*Check your understanding*.
**a)** In the passage below about what futurists want, what kind of boat do they want to float down the Nile in?
**b)** Resume the passage below about what futurists want, picking up right after its final sentence.

*Exercise text*.
══════
Something funny I have noticed—perhaps you have noticed it, too. You know what futurists and online-ists and cut-out-the-middle-man-ists and Davos-ists and deconstructionists of every stripe want for themselves? They want exactly what they tell you you no longer need, you pathetic, overweight, disembodied Kindle reader. They want white linen tablecloths on trestle tables in the middle of vineyards on soft blowy afternoons. (You can click your bottle of wine online. Cheaper.) They want to go shopping on Saturday afternoons on the Avenue Victor Hugo; they want the pages of their New York Times all kind of greasy from croissant crumbs and butter at a café table in Aspen; they want to see their names in hard copy in the “New Establishment” issue of Vanity Fair; they want a nineteenth-century bookshop; they want to see the plays in London; they want to float down the Nile in a felucca; they want five-star bricks and mortar and Do Not Disturb signs and views of the park. And in order to reserve these things for themselves they will plug up your eyes and your ears and your mouth, and if they can figure out a way to pump episodes of The Simpsons through the darkening corridors of your brain as you expire (ADD TO SHOPPING CART), they will do it.
══════
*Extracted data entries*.

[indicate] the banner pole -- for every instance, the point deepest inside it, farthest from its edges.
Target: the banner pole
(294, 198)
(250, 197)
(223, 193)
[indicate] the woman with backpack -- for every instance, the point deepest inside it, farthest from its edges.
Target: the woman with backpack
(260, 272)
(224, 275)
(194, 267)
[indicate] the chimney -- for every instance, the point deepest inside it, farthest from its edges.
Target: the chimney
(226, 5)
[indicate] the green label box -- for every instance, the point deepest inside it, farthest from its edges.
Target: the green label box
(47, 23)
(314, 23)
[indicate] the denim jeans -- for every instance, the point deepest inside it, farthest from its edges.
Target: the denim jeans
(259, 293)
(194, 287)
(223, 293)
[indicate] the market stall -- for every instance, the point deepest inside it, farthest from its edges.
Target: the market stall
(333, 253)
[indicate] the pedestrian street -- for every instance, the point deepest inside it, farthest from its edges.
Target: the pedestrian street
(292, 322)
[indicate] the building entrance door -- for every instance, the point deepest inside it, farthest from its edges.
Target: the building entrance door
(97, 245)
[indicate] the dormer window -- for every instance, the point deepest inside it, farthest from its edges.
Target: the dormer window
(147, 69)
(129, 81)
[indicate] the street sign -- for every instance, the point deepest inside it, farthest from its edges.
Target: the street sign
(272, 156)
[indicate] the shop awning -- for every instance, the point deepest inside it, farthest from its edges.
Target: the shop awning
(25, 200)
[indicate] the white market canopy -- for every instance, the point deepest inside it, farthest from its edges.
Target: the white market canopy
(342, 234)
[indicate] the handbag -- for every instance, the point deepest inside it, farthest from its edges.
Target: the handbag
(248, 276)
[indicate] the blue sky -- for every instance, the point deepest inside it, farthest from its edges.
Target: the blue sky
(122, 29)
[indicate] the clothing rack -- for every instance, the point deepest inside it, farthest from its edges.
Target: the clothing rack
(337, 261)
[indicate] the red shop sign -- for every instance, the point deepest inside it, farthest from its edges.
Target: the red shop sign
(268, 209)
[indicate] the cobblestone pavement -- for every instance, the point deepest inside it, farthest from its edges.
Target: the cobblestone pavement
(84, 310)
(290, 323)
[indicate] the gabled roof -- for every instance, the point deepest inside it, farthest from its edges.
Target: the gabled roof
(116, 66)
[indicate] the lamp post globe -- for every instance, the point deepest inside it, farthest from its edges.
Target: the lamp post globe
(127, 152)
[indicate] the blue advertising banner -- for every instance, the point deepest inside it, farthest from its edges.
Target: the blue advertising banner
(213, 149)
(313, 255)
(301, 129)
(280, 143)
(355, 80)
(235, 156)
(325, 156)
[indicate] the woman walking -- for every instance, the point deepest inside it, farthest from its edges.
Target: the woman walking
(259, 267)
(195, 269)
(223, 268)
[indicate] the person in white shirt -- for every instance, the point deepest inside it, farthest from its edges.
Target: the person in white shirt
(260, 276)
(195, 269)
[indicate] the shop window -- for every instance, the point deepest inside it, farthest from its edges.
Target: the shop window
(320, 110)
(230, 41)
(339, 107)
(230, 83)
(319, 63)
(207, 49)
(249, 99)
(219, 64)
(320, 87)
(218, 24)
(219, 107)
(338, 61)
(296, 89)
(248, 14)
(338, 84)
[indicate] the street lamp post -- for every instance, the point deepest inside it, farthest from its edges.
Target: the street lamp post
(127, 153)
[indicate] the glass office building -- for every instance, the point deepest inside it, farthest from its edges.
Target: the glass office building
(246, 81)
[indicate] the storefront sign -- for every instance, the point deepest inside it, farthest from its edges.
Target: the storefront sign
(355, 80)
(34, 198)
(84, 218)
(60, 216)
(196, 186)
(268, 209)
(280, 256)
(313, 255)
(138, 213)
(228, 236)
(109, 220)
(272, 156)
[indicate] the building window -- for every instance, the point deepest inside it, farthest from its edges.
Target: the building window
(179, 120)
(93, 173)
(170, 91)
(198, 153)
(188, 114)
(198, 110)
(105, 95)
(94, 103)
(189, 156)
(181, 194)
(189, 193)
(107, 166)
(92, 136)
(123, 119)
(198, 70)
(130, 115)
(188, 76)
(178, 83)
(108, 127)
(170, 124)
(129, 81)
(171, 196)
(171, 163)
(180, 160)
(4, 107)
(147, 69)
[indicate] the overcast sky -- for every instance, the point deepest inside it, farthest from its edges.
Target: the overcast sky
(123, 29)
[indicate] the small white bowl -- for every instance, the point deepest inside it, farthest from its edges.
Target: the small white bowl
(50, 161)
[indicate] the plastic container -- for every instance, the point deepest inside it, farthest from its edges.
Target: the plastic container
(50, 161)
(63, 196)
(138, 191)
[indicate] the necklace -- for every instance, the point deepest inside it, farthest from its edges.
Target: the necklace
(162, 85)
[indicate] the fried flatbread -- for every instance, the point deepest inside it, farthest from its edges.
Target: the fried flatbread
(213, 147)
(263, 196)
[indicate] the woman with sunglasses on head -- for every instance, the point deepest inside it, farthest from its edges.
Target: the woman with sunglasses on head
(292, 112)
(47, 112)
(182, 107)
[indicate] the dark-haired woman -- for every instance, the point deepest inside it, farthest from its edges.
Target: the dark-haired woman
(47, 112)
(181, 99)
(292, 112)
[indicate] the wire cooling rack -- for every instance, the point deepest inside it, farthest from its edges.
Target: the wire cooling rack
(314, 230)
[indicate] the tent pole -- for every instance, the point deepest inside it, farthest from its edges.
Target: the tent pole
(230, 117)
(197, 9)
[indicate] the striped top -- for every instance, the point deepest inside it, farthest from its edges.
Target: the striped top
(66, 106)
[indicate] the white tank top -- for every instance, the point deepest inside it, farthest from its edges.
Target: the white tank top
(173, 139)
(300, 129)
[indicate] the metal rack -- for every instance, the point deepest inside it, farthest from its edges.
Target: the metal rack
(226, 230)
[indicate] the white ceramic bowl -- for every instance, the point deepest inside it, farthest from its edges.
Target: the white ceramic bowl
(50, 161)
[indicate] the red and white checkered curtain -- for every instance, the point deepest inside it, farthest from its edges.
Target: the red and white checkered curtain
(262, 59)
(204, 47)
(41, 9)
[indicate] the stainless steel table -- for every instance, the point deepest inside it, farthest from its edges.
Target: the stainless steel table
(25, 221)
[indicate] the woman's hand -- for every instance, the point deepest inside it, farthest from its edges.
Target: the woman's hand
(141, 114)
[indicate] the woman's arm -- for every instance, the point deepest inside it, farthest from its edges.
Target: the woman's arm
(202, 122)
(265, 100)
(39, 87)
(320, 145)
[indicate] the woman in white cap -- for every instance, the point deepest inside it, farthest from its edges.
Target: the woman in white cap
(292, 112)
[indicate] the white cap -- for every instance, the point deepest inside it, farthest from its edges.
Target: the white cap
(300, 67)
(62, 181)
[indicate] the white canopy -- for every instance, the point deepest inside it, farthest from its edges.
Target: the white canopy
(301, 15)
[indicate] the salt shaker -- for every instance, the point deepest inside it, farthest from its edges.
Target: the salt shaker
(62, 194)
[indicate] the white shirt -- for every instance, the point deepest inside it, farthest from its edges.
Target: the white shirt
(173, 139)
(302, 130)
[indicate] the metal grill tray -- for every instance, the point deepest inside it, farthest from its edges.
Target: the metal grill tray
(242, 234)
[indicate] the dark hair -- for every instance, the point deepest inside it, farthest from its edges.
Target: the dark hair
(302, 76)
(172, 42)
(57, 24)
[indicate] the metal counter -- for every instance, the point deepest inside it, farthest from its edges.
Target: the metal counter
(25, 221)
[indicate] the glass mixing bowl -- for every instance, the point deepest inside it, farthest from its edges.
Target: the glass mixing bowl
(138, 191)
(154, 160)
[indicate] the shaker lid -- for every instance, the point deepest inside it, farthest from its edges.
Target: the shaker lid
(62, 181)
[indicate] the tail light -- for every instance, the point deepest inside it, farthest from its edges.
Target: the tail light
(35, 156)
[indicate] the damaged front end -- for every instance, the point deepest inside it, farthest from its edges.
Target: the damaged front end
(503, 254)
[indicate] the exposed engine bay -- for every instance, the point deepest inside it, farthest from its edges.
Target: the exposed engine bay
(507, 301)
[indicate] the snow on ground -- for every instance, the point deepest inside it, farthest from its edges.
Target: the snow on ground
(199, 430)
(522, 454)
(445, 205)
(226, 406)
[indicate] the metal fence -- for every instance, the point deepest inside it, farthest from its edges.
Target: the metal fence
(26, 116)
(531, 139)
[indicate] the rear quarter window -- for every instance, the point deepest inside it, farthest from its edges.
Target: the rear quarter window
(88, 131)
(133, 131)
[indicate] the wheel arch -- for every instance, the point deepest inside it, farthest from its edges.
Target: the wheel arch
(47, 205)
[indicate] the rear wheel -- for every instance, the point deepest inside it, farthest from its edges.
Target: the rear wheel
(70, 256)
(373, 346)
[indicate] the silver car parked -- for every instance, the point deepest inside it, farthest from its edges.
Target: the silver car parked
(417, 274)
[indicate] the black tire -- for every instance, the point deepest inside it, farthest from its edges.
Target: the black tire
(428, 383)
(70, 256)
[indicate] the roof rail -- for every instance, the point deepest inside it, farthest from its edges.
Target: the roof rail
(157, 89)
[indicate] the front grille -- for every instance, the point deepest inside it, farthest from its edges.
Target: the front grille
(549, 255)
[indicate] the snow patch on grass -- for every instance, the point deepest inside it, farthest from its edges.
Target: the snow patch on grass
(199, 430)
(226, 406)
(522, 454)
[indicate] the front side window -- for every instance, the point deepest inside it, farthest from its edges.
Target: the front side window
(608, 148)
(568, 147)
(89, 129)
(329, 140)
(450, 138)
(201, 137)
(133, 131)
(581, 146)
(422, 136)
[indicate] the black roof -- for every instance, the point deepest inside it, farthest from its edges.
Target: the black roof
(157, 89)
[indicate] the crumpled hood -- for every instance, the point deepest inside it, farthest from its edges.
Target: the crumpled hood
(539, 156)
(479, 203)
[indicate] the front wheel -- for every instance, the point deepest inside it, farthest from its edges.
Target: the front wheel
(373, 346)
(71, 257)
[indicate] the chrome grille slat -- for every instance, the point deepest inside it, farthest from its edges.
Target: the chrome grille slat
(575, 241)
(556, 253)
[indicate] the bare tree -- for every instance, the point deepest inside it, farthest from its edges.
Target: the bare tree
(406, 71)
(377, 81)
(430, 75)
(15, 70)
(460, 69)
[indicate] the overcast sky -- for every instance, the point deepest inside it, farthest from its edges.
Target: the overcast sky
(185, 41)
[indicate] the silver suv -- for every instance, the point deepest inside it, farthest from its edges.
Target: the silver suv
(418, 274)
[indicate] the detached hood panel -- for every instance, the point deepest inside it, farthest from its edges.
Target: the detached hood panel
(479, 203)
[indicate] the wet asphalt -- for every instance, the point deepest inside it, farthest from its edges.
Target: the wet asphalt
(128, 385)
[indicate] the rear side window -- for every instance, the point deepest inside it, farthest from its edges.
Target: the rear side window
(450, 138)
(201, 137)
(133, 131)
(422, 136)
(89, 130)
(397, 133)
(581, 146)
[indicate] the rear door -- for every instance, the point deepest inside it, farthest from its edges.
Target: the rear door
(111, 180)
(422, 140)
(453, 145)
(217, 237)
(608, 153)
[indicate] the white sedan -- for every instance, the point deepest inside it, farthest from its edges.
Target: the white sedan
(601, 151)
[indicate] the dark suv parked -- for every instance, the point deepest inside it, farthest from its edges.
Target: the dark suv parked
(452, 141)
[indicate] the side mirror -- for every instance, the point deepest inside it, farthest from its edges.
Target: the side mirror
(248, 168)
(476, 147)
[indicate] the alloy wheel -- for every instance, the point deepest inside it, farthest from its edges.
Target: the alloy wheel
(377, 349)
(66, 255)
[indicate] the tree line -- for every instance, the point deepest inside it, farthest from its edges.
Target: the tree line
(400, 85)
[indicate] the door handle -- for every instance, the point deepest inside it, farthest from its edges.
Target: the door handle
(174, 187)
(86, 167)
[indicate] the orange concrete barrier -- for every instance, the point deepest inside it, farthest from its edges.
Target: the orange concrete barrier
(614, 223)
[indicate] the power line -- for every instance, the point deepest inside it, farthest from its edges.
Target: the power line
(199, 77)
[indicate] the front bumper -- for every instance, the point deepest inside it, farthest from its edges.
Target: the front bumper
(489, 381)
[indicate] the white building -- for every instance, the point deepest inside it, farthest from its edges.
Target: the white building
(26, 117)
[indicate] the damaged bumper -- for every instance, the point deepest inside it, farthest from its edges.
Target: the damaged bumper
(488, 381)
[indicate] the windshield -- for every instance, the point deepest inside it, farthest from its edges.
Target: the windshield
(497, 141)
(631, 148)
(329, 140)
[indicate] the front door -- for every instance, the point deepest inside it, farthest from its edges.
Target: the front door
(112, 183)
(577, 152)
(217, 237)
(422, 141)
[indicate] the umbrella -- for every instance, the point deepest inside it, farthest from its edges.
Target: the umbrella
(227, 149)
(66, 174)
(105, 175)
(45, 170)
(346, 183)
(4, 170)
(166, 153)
══════
*Written responses*.
**a)** A felucca.

**b)**
It’s a Catholic idea, actually—that the material world is redeemed; that time is continuous; that one can somehow be redeemed by the faith of an earlier age or a poorer class, if one lives within its shadow or its arrondissement or breathes its sigh.

Thud. My eyes are open. It is four-thirty in the morning, one morning, and my dry eyes click in their sockets, awake before the birds. There is no light. The eye strains for logic, some play of form. I have been dreaming of wind. The tree outside my window stands silent. I listen to the breathing of the man lying beside me. I know where I am. I am awake. I am alive. Am I tethered to earth only by this fragile breath? A strawful of breath at best. Yet this is the breath that patients beg, their hands gripping the edges of mattresses; this is the breath that wrestles trees, that brings down all the leaves in the Third Act. We know where the car is parked. We know, word-for-word, the texts of plays. We have spoken, in proximity to one another, over years, sentences, hundreds of thousands of sentences—bright, grave, fallible, comic, perishable—perhaps eternal? I don’t know. Where does the wind go? When will the light come? We will have hotcakes for breakfast. How can I protect this . . . ? My church teaches me I cannot. And I believe it. I turn the pillow to its cool side. Then rage fills me, against the cubist necessity of having to arrange myself comically against orthodoxy, against having to wonder if I will offend, against theology that devises that my feeling for him, more than for myself, is a vanity. My brown paradox: The church that taught me to understand love, the church that taught me well to believe love breathes—also tells me it is not love I feel, at four in the morning, in the dark, even before the birds cry. Of every hue and caste am I.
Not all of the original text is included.